__ASSIGNED TASK A__: List every therapy the prostate cancer article names, with the brand name it gives for each.
__ASSIGNED TASK B__: Repeat word for word the part of the prostate cancer article that opens with the words containing "Bridging the Gap" and closes with "radiopharmaceutical radium-223 (Xofigo).".
__ASSIGNED TASK C__: Write the next part of the prostate cancer article, picking up after its final sentence.

__TEXT BLOCK__:

******

A comprehensive analysis of prostate cancer treatments has revealed that randomized controlled trials (RCTs) accurately predict—and may even slightly underestimate—the benefits of these therapies in real-world clinical settings. The study, published in JNCI Cancer Spectrum, compared outcomes of drugs approved between 2010 and 2019 for metastatic castration-resistant prostate cancer (mCRPC).
"What we actually saw is that clinical trials tend to underestimate the benefit of these drugs in the real world," explained Dr. Stephen J. Freedland, professor of urology at Cedars-Sinai in Los Angeles, who led the investigation. "The key take-home is that the benefits we see in clinical trials, we actually can replicate in the real world."
Bridging the Gap Between Trials and Clinical Practice
The research team examined several prostate cancer therapies with different mechanisms of action, including androgen receptor-targeted therapies like abiraterone acetate (Zytiga) and enzalutamide (Xtandi), the immunotherapy sipuleucel-T (Provenge), and the radiopharmaceutical radium-223 (Xofigo).

******

Dataset records:
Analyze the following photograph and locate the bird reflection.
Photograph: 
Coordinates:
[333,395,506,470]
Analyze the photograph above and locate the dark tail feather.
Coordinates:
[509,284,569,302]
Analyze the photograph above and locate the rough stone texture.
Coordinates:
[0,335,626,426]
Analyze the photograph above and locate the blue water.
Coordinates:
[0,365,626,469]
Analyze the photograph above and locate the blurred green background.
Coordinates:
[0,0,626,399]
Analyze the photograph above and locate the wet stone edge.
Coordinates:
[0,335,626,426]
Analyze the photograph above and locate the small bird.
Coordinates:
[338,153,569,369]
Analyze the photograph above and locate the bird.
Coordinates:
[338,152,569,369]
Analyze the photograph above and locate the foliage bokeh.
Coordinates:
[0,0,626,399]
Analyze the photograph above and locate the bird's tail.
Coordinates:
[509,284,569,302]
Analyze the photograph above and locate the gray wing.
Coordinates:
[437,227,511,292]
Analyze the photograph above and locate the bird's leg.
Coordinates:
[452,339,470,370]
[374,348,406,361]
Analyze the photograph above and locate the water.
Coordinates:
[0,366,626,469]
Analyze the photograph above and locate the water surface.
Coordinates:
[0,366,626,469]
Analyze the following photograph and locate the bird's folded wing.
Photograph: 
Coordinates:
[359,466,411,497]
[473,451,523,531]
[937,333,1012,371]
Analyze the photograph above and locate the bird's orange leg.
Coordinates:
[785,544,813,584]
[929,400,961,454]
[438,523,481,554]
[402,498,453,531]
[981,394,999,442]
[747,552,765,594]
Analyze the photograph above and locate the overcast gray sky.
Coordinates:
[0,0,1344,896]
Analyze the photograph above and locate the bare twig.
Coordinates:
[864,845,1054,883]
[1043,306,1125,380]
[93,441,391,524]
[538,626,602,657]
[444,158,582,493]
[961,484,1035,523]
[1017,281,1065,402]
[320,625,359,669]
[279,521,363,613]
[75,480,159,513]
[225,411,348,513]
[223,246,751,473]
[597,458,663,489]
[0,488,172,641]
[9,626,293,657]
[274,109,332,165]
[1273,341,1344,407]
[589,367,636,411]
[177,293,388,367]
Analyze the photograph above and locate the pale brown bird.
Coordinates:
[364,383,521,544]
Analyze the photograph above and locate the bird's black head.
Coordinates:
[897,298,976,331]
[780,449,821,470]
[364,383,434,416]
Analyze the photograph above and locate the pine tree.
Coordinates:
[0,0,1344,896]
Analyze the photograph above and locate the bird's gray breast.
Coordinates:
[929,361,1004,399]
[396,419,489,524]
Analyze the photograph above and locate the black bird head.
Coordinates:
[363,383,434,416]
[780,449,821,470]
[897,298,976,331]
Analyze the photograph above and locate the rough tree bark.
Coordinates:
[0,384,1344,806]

******

__WRITTEN RESPONSE A__:
- abiraterone acetate (Zytiga)
- enzalutamide (Xtandi)
- sipuleucel-T (Provenge)
- radium-223 (Xofigo)

__WRITTEN RESPONSE B__:
Bridging the Gap Between Trials and Clinical Practice
The research team examined several prostate cancer therapies with different mechanisms of action, including androgen receptor-targeted therapies like abiraterone acetate (Zytiga) and enzalutamide (Xtandi), the immunotherapy sipuleucel-T (Provenge), and the radiopharmaceutical radium-223 (Xofigo).

__WRITTEN RESPONSE C__:
A common concern in oncology is whether the carefully selected patient populations in clinical trials—who tend to be younger and healthier than the average patient—truly represent how treatments will perform in everyday practice. This study provides compelling evidence that the efficacy demonstrated in controlled research settings translates effectively to diverse patient populations.
"I think it does give us confidence that clinical trials can predict how these drugs will work in the real world," Dr. Freedland noted. "It might have been a healthy, predominantly White patient population that was studied, but it's going to apply to my more representative, my more diverse group of patients that I'm seeing."
Methodology and Key Findings
The researchers employed a methodologically rigorous approach to account for selection bias that naturally occurs after drug approval. They compared outcomes in patients who would have qualified for these medications before they became available to those who received the treatments after approval.
"If you don't account for that [selection bias], the real-world benefits seem to be a little bit less than what we saw in the clinical trials," Dr. Freedland explained. "But if you take patients who would have had access [and] would have been eligible for those drugs, but before they became available—so basically, there is no selection bias of who got the drug and who didn't, because nobody got the drug because it wasn't approved, but the patient would have qualified for the drug—what we actually saw is that clinical trials tend to underestimate the benefit."
The consistency across different drug classes was particularly noteworthy. "What was reassuring is we looked at drugs with 3 different mechanisms of action... All of them showed similar or better effectiveness in the real world than we saw in the clinical trials," Dr. Freedland emphasized.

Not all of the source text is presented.